Lo stato e gli statali

Sabino Cassese

Quanti sono, come sono cambiati e come sono distribuiti gli addetti agli organismi pubblici in Italia. Una rilevazione non facile: tante le carenze nei dati raccolti dall’Istat e dalla Ragioneria generale

Ci si chiede spesso che cosa sia lo Stato. I giuristi rispondono che è la somma di un territorio, di una popolazione e di una entità sovrana, la persona dello Stato. Gli scienziati sociali che esaminano più direttamente la realtà, dicono che lo Stato è il corpo dei suoi addetti, quelli che vengono chiamati i dipendenti pubblici. Allora è importante, per sapere quale peso abbia lo Stato in Italia, chiedersi quanti siano gli addetti agli organismi pubblici, come sono cambiati e come sono distribuiti.

 

Consistenza degli addetti alle pubbliche amministrazioni


Con quasi 3 milioni e 300 mila addetti nel 2023 (per l’esattezza, 3.327.854), i poteri pubblici sono la più grande impresa del paese e il maggiore datore di lavoro. Va però subito detto che questo dato – il più recente, ma vecchio di due anni – è fortemente sottostimato, perché non include tutta la galassia pubblica, molto ampia, la cui parte più consistente è costituita dalle cosiddette società partecipate, che sono quasi 11 mila, hanno quasi 17 mila amministratori e circa 840.000 addetti.

* Record di identificazione delle posizioni:
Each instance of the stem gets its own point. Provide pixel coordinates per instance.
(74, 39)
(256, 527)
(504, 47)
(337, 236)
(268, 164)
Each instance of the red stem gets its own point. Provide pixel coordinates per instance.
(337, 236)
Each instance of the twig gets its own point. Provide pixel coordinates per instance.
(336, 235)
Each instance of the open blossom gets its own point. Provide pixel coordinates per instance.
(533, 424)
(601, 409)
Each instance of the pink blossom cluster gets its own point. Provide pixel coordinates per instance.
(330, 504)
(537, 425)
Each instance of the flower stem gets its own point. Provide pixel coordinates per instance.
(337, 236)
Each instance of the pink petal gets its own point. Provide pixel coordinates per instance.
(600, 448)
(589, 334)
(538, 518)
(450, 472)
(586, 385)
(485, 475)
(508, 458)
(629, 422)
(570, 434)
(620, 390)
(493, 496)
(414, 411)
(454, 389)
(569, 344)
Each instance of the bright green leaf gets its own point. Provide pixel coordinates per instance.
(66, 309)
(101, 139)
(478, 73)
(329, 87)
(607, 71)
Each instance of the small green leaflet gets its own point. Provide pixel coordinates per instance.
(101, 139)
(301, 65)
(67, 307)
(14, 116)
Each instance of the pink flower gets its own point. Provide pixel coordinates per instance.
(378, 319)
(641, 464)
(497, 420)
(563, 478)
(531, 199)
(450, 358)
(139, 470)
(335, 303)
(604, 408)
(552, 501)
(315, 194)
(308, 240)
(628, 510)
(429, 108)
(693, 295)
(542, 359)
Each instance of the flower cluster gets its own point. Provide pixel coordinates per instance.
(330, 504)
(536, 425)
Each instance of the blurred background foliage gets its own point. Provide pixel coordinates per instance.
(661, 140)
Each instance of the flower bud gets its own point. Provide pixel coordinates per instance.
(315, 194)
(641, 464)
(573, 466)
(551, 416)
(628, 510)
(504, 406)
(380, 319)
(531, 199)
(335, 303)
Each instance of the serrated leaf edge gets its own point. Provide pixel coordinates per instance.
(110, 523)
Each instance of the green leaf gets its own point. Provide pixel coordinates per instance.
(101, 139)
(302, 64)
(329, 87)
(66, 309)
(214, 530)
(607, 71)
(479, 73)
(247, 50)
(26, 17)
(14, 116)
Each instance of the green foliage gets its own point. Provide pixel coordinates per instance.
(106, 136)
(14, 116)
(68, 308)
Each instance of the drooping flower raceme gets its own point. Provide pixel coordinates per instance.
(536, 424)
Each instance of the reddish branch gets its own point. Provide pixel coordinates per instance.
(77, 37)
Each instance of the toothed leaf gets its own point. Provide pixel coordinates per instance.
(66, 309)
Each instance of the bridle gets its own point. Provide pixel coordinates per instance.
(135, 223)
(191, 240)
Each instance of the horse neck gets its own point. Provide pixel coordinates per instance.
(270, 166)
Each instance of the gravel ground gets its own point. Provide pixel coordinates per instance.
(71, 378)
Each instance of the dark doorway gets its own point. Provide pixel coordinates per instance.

* COMPITI DA SVOLGERE:
1. Riscrivi il tratto dei record che va dalla riga contenente "Each instance of the toothed" fino alla fine dei record, sostituendo "horse neck" con "horse head" senza cambiare nient'altro.
2. Scrivi il seguito del testo sugli addetti pubblici in Italia, riprendendo subito dopo la sua ultima frase.
Il testo e i record sono due materiali distinti.

* LE RISPOSTE:
1.
Each instance of the toothed leaf gets its own point. Provide pixel coordinates per instance.
(66, 309)
Each instance of the bridle gets its own point. Provide pixel coordinates per instance.
(135, 223)
(191, 240)
Each instance of the horse head gets its own point. Provide pixel coordinates per instance.
(270, 166)
Each instance of the gravel ground gets its own point. Provide pixel coordinates per instance.
(71, 378)
Each instance of the dark doorway gets its own point. Provide pixel coordinates per instance.

2.
Il secondo elemento importante da segnalare è che tra gli addetti delle pubbliche amministrazioni sono più le donne che gli uomini.
Il terzo elemento importante è costituito dal fatto che i settori della scuola e della sanità pubblica costituiscono più del 60 per cento per numero di addetti.
Infine, è interessante notare che solo in apparenza la periferia avrebbe, per dimensioni, superato il centro. Infatti, da un lato le strutture dei poteri pubblici sono ormai a rete, orizzontali, come è evidente esaminando l’organizzazione della sanità, della scuola e della statistica; dall’altro, le statistiche disponibili, presentando i dati in modo disomogeneo, non permettono di valutare il peso rispettivo del centro e della periferia.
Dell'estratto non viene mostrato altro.